I have found the items detailed below to be of benefit from the perspectives of ease-of-use, maintenance, ease-of-upgrade and configuration integrity.

    Avoid using standard SAP configuration types in your business production environment

Don't use any of the standard order types delivered by SAP - except as a base for the new 'Z' order type that you create!  Using custom 'Z' types forces you to address all of the related configuration due to the introduction of a new configuration type.  It also helps you identify configuration integration issues if you miss out required configuration in a related application.

This approach forces you to investigate and address the new configuration proactively.  In some cases, the standard configuration may be overwritten during upgrade, increasing upgrade complexity and risk.  It's also far easier to identify and work with what you have configured if you exclusively adopt this approach (e.g. SAP provides a "display by contents" function in all configuration tables where you can view only entries in a particular table starting with 'z').

    Clean up key configuration 'integration' tables

Certain tables drive integration functions between applications (e.g between SD and MM).  By cleaning out the entries that you don't use, you force integration by literally seeing what 'breaks' after the cleanout occurs.  Try this before your detailed design phase - but after most of the prototyping and mapping to SAP has been completed.  I wouldn't advise doing this to every table - the effort would take too long and just doesn't have the same benefits across the entire application.  An example of an integration table is the Order Item Category determination configuration in SD.

    When deciding on a solution, try to choose configuration first over development

If you have a requirement that can be solved by either a custom development or by SAP-provided configuration; pursue the configuration solution first!  Configuration tends to provide far more flexibility in the long run, is supported by SAP and can be extended over time as SAP adds new  functionality to the function area.
 

    We have a physical warehouse location, should we map it to a SAP Storage Location or SAP Plant?

» **SUPPLIED MATERIAL**

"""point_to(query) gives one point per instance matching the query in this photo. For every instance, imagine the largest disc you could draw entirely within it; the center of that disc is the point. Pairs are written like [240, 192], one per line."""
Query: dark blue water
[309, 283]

» **EXERCISE TASKS**
1. Condense the paragraph of the SAP configuration tips that begins "Certain tables drive integration functions" into a short bulleted list that keeps its main facts.
2. Pick up the SAP configuration tips after their final heading, "We have a physical warehouse location, should we map it to a SAP Storage Location or SAP Plant?", and write the section that follows it.

» **ANSWER LIST**
1.
- Some tables drive integration between applications, such as SD and MM.
- Removing unused entries forces integration, because you can see what breaks after the cleanout.
- Do this before the detailed design phase, once most prototyping and mapping to SAP are done.
- Don't do it to every table: the effort takes too long, and the benefits aren't the same across the whole application.
- One example is the Order Item Category determination configuration in SD.

2.
The generally better option here is to choose to map your warehouse to the Plant level.  I usually adopt this option by default and only change the mapping under very specific circumstances.  A general rule is that a plant maps to a specific, individual business address.  Most of SAP's business transaction functionality was originally targeted at plant level (e.g. SD Replenishment orders).

Yes, it does imply additional material master record maintenance and volumes (but that's what mass maintenance utilities are for), but it sets a great base for flexibility in terms of new business transaction functionality SAP may introduce or potential business changes at that location in the future (e.g. warehouse gets sold off to another company or new transactions take place at that location).

You can choose to map to storage location, but you'll sacrifice some future flexibility.  You may also have to develop custom functionality to fill in for SAP functions which operate more seamlessly at the plant level.

    Don't pay for multiple SAP Sales Organizations with huge master data volumes

Customers and materials are keyed off of Sales Org, Distribution Channel and division.  If you have determined that you need multiple sales areas under a common sales org, it does not mean that a master records need to be created for each sales area

You can set up a "reference" distribution channels & divisionsto which all the others are linked.  This means you can create ONE set of master data records and have configuration point all related sales areas to that common data no matter which organization is being processed in a given business transaction.  Pricing and related functions may still be defined at specific organization levels, using the common master data.